SET TASK 1: Return the passage of the forum thread on prune not deleting snapshots that runs from "When duplicacy says" up to and including "from this error?", copied word for word.

EXCERPTED TEXT:

⟨

Prune does not delete snapshots

dreamflasher · 2 July 2023 09:53

Please describe what you are doing to trigger the bug:
I run duplicacy.exe prune -id laptop -keep 365:365 -keep 30:90 -keep 7:10 -keep 1:2 -threads 64

Please describe what you expect to happen (but doesn’t):
Delete old snapshot according to the criteria.

Please describe what actually happens (the wrong behaviour):
It writes a long list of Deleting snapshot laptop at revision 1038. But when I run the command again it writes the same output. Also when I run the list command, it still shows these revisions.

saspus · 2 July 2023 21:12

What is the storage backend?

When duplicacy says “deleting snapshots” it does not actually delete then at that time; it puts them to the list to delete in the end; the better message would have been “collecting snapshot”. If then actual deletion process fails — the snapshots will remain.

I have seen such failures with google drive if the account is shared with another account in any way but admin.

dreamflasher · 2 July 2023 21:31

The storage backend is b2, and pruning worked fine in the past.
I just noticed that the prune command finishes with Chunk 207ec450361dc466ffa210b1d1d71ce0a3e9cae0f6863514323cef5aa5b05419 does not exist in the storage. Which is not indicated as an error, but I guess it is?
How do I recover from this error?

dreamflasher · 2 July 2023 22:20

I’ll follow the advice here: Fix missing chunks

saspus · 3 July 2023 02:22

No, don’t.

I think what happened was one of previous prunes was interrupted, after it deleted chunks but before it deleted snapshots. Now those snapshots are missing chunks, but in reality they should have been deleted and not exist in the first place. Repairing them makes no sense — they will be pruned again anyway. This bug has been reported many times and solutions were suggested (e.g. here). It has not been fixed yet.

I would run check with persist, take a note of failed snapshots, delete them manually from storage (see snapshots folder, sub folder named after a name of a snapshot I’d) and then clean orphans by running prune with -exhaustive flag.

dreamflasher · 4 July 2023 18:45

added a feature request for it: Feature Request: -persist flag for 'prune' that deletes snapshots no matter if there are missing chunks

a.alberti82 · 16 November 2024 16:33

Is there a simple way to remove snapshots when chunks are missing? I cannot believe this cannot be done. I read the page Fix missing chunks but it does not help because there is no way I reconver those missing chunks. What is the alternative? Throw away the entire storage after several years of backups?

⟩

INPUT DATA:
⟨

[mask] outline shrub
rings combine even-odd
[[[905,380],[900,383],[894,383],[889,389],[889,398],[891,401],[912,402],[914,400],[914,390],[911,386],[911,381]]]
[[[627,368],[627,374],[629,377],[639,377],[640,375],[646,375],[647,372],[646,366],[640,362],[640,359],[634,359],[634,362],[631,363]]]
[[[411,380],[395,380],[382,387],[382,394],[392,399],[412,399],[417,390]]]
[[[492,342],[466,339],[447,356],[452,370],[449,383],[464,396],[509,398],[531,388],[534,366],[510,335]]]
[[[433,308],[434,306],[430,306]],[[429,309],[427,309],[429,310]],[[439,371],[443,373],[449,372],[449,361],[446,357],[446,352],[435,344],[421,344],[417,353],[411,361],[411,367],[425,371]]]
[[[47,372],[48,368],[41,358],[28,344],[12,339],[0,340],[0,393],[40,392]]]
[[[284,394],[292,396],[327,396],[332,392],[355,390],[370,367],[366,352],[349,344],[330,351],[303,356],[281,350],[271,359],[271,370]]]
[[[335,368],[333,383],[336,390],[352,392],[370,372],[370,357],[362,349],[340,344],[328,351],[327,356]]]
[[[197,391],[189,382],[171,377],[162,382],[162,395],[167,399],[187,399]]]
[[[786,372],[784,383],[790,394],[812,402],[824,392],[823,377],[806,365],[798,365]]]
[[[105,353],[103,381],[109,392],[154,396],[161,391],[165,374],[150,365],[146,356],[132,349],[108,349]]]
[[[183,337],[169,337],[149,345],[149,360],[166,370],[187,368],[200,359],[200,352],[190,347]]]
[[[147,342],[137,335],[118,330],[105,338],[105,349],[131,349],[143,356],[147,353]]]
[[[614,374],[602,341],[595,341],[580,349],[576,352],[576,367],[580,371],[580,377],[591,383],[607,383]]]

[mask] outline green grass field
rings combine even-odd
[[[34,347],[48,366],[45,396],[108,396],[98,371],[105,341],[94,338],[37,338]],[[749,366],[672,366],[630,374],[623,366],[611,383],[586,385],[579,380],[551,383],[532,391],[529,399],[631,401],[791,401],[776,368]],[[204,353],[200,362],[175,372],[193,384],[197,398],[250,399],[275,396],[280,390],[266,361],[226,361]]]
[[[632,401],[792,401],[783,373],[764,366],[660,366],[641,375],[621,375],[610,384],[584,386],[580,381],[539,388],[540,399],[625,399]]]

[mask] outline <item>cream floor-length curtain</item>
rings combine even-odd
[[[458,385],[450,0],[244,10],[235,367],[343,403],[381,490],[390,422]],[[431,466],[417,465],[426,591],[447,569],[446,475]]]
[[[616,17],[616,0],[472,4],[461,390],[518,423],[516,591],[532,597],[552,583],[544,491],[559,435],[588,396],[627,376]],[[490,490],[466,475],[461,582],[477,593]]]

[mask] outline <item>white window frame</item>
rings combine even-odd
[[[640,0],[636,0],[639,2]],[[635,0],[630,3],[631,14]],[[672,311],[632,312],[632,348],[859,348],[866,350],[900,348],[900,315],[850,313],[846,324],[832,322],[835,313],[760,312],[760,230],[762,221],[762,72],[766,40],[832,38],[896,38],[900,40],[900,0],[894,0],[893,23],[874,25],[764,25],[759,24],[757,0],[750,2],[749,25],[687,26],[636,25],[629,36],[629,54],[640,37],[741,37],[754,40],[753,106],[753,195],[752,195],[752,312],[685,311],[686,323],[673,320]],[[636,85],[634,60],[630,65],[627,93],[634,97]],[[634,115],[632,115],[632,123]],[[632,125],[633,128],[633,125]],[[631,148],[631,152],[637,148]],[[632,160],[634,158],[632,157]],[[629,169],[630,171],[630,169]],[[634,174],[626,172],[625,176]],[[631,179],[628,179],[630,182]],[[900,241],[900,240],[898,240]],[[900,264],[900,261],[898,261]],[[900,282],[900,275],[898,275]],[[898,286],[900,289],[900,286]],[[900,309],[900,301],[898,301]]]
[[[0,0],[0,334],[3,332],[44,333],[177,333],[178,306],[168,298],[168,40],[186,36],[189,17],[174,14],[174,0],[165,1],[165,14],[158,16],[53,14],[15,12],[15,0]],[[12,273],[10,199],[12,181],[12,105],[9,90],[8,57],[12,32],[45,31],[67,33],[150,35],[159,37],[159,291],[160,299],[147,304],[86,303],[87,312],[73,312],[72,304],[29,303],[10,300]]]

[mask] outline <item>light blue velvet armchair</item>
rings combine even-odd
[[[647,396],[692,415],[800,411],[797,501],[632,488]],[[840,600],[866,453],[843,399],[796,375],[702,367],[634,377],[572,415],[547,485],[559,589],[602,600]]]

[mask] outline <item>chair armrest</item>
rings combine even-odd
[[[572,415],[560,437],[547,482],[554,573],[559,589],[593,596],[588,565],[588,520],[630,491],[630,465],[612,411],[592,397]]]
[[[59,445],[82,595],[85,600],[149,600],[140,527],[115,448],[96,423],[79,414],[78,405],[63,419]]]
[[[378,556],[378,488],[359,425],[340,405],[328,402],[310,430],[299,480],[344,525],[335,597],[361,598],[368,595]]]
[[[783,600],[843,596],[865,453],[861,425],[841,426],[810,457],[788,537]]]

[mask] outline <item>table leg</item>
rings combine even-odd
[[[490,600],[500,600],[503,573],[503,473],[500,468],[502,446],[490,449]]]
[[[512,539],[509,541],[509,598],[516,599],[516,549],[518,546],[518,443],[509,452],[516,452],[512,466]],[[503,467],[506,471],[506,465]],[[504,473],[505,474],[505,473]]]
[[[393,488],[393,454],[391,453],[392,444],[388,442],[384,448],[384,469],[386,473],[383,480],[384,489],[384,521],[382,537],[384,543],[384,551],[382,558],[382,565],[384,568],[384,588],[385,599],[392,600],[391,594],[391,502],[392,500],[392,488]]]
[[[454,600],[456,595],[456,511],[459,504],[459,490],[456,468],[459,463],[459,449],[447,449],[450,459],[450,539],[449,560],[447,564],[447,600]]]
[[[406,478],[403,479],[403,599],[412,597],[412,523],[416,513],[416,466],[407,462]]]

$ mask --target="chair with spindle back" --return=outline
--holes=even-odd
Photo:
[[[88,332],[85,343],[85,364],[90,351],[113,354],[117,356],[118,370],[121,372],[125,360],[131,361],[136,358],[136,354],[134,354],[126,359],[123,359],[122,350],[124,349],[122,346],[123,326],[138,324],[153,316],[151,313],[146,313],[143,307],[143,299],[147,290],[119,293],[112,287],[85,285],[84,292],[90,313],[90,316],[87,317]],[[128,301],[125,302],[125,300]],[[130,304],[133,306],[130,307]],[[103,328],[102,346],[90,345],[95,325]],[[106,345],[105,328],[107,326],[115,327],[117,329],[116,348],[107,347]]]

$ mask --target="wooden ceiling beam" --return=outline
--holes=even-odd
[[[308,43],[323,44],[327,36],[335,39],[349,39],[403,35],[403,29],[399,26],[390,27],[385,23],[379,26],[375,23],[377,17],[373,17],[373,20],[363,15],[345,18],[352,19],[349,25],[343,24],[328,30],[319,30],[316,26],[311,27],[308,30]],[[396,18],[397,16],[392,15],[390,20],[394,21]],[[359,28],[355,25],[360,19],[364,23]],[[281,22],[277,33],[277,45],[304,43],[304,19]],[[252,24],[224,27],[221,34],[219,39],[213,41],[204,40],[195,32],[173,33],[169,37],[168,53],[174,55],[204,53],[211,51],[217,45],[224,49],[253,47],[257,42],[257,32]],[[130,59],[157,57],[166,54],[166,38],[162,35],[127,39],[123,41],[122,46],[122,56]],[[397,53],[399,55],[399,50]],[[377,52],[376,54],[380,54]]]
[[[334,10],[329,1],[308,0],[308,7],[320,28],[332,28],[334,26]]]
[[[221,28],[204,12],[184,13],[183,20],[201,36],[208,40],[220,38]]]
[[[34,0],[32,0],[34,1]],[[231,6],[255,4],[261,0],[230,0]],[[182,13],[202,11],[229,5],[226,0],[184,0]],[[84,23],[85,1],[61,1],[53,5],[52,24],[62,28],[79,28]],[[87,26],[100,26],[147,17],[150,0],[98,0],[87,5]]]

⟩

SET TASK 2: Return each line of the listing that contains the string "mask". Case counts.

RIGHT ANSWER 1:
When duplicacy says “deleting snapshots” it does not actually delete then at that time; it puts them to the list to delete in the end; the better message would have been “collecting snapshot”. If then actual deletion process fails — the snapshots will remain.

I have seen such failures with google drive if the account is shared with another account in any way but admin.

dreamflasher · 2 July 2023 21:31

The storage backend is b2, and pruning worked fine in the past.
I just noticed that the prune command finishes with Chunk 207ec450361dc466ffa210b1d1d71ce0a3e9cae0f6863514323cef5aa5b05419 does not exist in the storage. Which is not indicated as an error, but I guess it is?
How do I recover from this error?

RIGHT ANSWER 2:
[mask] outline shrub
[mask] outline green grass field
[mask] outline <item>cream floor-length curtain</item>
[mask] outline <item>white window frame</item>
[mask] outline <item>light blue velvet armchair</item>
[mask] outline <item>chair armrest</item>
[mask] outline <item>table leg</item>
$ mask --target="chair with spindle back" --return=outline
$ mask --target="wooden ceiling beam" --return=outline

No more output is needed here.